▶ _Exercise data_:
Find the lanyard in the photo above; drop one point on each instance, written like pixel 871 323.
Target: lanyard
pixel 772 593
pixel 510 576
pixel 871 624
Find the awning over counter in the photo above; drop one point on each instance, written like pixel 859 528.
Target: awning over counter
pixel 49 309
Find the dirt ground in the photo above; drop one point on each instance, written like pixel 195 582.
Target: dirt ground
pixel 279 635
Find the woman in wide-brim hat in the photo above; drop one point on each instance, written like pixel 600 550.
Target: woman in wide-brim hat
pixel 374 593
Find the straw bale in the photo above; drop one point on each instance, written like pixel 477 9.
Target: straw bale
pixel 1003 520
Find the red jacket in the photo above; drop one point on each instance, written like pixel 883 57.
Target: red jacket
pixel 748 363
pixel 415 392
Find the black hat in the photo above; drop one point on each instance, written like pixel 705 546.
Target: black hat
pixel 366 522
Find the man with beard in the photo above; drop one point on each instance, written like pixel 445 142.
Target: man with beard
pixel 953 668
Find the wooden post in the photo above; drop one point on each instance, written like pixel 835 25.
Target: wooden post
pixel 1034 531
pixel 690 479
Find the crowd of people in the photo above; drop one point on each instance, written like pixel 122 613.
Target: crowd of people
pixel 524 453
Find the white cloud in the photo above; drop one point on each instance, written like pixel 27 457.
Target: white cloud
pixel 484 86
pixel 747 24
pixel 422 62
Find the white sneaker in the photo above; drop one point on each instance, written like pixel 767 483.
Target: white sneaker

▶ _What is asked_: Switch "drop" to "place" in the lines of the data that start with the one containing "Find the white cloud" and go on through the end of the data. Give back only those lines, with nothing else changed.

▶ _Written answer_:
Find the white cloud in the photo above; place one point on each instance, written like pixel 27 457.
Target: white cloud
pixel 484 86
pixel 747 24
pixel 422 62
Find the white sneaker in the photo above; place one point on each instance, written like pixel 767 483.
Target: white sneaker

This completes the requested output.